Location identification items:
- - - - -
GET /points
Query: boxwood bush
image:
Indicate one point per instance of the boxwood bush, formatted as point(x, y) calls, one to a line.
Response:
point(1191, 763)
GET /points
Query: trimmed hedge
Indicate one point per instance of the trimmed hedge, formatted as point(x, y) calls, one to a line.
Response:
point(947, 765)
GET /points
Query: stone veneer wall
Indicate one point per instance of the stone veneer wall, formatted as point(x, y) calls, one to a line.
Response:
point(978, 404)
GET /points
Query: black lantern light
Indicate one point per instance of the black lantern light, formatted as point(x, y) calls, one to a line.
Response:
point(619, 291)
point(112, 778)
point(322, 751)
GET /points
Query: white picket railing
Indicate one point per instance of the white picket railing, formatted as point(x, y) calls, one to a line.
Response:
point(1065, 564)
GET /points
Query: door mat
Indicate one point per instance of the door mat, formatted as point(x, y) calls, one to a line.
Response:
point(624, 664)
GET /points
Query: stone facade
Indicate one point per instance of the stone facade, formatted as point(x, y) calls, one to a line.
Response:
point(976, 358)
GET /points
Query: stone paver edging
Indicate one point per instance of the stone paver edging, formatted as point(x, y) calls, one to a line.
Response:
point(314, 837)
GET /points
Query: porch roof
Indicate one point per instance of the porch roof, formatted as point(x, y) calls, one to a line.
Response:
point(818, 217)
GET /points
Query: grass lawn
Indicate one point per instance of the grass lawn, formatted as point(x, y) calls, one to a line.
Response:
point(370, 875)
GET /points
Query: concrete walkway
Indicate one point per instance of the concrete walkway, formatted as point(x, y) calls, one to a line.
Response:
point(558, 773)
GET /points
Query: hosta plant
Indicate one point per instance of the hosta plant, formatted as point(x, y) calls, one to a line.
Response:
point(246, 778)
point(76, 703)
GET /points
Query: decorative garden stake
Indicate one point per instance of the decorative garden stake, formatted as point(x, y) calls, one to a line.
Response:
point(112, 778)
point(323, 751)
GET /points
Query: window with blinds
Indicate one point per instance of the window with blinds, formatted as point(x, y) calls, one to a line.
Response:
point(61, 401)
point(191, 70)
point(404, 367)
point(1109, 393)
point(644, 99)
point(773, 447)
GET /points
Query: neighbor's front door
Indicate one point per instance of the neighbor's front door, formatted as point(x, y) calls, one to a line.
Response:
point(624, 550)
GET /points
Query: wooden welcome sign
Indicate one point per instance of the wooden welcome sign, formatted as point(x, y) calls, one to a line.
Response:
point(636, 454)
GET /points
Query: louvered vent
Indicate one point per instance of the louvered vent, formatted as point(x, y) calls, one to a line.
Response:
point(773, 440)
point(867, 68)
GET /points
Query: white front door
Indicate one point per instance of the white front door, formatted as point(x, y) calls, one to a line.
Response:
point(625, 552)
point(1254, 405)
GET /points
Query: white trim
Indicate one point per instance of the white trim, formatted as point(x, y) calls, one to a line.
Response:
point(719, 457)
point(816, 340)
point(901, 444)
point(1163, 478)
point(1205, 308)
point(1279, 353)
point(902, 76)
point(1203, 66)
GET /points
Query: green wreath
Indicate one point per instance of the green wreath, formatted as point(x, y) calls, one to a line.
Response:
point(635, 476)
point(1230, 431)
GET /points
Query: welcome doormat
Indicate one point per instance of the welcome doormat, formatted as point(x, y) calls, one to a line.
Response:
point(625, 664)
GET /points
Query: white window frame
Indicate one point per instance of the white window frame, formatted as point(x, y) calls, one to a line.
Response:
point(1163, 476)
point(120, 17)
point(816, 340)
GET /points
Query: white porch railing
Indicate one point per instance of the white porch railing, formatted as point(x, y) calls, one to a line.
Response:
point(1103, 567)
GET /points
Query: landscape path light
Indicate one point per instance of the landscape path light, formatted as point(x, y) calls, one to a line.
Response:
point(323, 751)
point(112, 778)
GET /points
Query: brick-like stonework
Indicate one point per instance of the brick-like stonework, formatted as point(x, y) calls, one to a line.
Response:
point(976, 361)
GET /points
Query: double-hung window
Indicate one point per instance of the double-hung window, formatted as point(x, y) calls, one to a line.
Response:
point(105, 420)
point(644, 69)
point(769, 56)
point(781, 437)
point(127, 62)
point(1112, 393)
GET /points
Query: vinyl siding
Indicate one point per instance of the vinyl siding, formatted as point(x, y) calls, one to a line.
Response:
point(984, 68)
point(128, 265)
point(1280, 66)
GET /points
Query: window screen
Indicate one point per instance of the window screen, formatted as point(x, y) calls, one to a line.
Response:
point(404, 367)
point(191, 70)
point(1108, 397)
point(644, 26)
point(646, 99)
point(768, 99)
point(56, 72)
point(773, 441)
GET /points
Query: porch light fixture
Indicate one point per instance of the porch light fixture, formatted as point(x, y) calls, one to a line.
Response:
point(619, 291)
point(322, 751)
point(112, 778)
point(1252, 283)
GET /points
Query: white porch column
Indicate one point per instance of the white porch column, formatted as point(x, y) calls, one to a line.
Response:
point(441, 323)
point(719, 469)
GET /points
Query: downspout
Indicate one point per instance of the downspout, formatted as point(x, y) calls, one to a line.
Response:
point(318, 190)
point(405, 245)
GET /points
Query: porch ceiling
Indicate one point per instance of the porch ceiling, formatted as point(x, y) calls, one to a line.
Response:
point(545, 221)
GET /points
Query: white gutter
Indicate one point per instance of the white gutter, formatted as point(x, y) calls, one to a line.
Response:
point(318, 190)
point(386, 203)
- - - - -
Task statement:
Copy out every one of the location identification items above, word for word.

Task result:
GET /points
Query: boxwood bush
image:
Indicate one point per instance of the boxwood bush, formatted as point(x, y) calls, one to a line.
Response:
point(1191, 763)
GET /points
Query: trimmed hedge
Indicate one point per instance of the trimmed hedge, formatted as point(x, y) calls, one to a line.
Response:
point(947, 765)
GET /points
Query: stone veneer wall
Indicate one point per instance of the stone veneer wall, formatted as point(x, y) calls, one to a line.
Response:
point(978, 404)
GET /points
Query: black lantern light
Indicate one point per instance of the black lantern light, formatted as point(x, y) calls, one to a line.
Response:
point(619, 291)
point(112, 778)
point(322, 751)
GET /points
Query: white picket railing
Indicate one point per instance of the white picket railing, formatted as point(x, y) calls, one to a line.
Response:
point(1065, 564)
GET /points
Query: door mat
Indicate one point per instance of the door mat, formatted as point(x, y) calls, one to a line.
Response:
point(624, 664)
GET /points
Query: stone facade
Indicate one point per instance of the stone facade, formatted as point(x, y) calls, one to a line.
Response:
point(976, 358)
GET /points
Query: stone paver edging
Indicate one point per instance of the stone paver edging, formatted as point(x, y) calls, one to a line.
Response:
point(314, 837)
GET /points
Query: porch roof
Indicate one point per instance of the porch roof, formatted as point(x, y) calls, one to a line.
Response:
point(818, 217)
GET /points
Query: grass lawn
Indicate one point per instance of the grass lawn, formatted as point(x, y) calls, one to a line.
Response:
point(370, 875)
GET /points
Query: concrete walkway
Indicate one point per instance of the concrete walkway, formatted as point(x, y) calls, one to a line.
Response:
point(558, 773)
GET /points
Query: hosta plant
Indicate one point per instance of the hosta plant, formatted as point(x, y) calls, one to a line.
Response:
point(246, 778)
point(76, 703)
GET /points
Query: decorative garden stake
Indicate one point per instance of the decorative garden stake, formatted as point(x, y) calls, one to a line.
Response:
point(112, 778)
point(323, 751)
GET /points
Query: window with blinds
Indicate one point per instance of the window with blinds, formatted as point(x, y) calls, one to a line.
Response:
point(61, 401)
point(191, 70)
point(404, 367)
point(1109, 393)
point(644, 99)
point(773, 447)
GET /points
Query: neighbor's front door
Indicate one point per instance of the neighbor's front door, formatted as point(x, y) calls, one to a line.
Response:
point(624, 550)
GET /points
Query: wooden welcome sign
Indicate one point per instance of the wooden welcome sign, formatted as point(x, y) calls, one to a line.
Response:
point(636, 454)
GET /points
Query: louvered vent
Indicate one point per instance of the louvered vent, formatted as point(x, y) calls, one to a line.
Response:
point(773, 440)
point(867, 68)
GET /points
Query: white front door
Indicate one point per instance of the white front door, formatted as point(x, y) calls, one to a line.
Response:
point(625, 552)
point(1254, 405)
GET /points
Query: white trim
Indicate one point per instance of the white trim, formatted as point(x, y) calls, one to a line.
Response:
point(719, 457)
point(816, 340)
point(901, 444)
point(1163, 478)
point(1205, 308)
point(1279, 353)
point(902, 76)
point(1203, 66)
GET /points
Query: green wreath
Indicate one point per instance of the green wreath, formatted as point(x, y) calls, one to a line.
Response:
point(635, 476)
point(1230, 431)
GET /points
Query: welcome doormat
Indicate one point per instance of the welcome doormat, formatted as point(x, y) calls, one to a line.
Response:
point(625, 664)
GET /points
Query: white window frame
Indicate one point per instance of the white window frame, formatted as point(x, y) calls, one to a line.
Response:
point(1163, 476)
point(120, 17)
point(816, 340)
GET /points
Query: white porch railing
Indicate one point per instance of the white porch railing, formatted as point(x, y) calls, one to a line.
Response:
point(1103, 567)
GET /points
Query: landscape path light
Indicate one point per instance of the landscape path light, formatted as point(x, y) calls, one to a line.
Response:
point(323, 751)
point(112, 778)
GET /points
Query: brick-like stonework
Indicate one point per instance of the brick-like stonework, formatted as point(x, y) calls, one to a line.
Response:
point(976, 361)
GET /points
Query: double-hung window
Indicate one point per instance of the double-hung window, formatted as point(x, y) calls, one to a line.
Response:
point(105, 420)
point(644, 69)
point(769, 56)
point(781, 437)
point(127, 62)
point(1112, 393)
GET /points
Query: vinyl siding
Indicate one point per instance of the vinyl siding, formatted as point(x, y) calls, one to a line.
Response:
point(984, 68)
point(128, 265)
point(1280, 66)
GET /points
Query: window screen
Indicate one point per instance of the window screen, formatted as point(x, y) calls, one to a line.
Response:
point(404, 367)
point(191, 70)
point(1108, 397)
point(644, 26)
point(646, 99)
point(768, 99)
point(56, 72)
point(773, 441)
GET /points
Query: porch light fixture
Indicate one point per instance of the porch light fixture, formatted as point(x, y) calls, one to a line.
Response:
point(619, 291)
point(322, 751)
point(112, 778)
point(1252, 283)
GET /points
Query: white porch column
Indicate one point per instance of the white porch column, formatted as point(x, y) calls, one to a line.
Response:
point(441, 323)
point(719, 469)
GET /points
Query: downspout
Indicate one point per instance of the downspout, formatted as point(x, y) calls, one to a line.
Response:
point(318, 190)
point(405, 245)
GET /points
Query: porch ceiling
Indicate one point per instance of the porch ceiling, formatted as point(x, y) calls, one to a line.
Response:
point(545, 221)
GET /points
Query: white gutter
Indicate one point per instance of the white gutter, formatted as point(x, y) calls, one to a line.
Response:
point(318, 190)
point(386, 203)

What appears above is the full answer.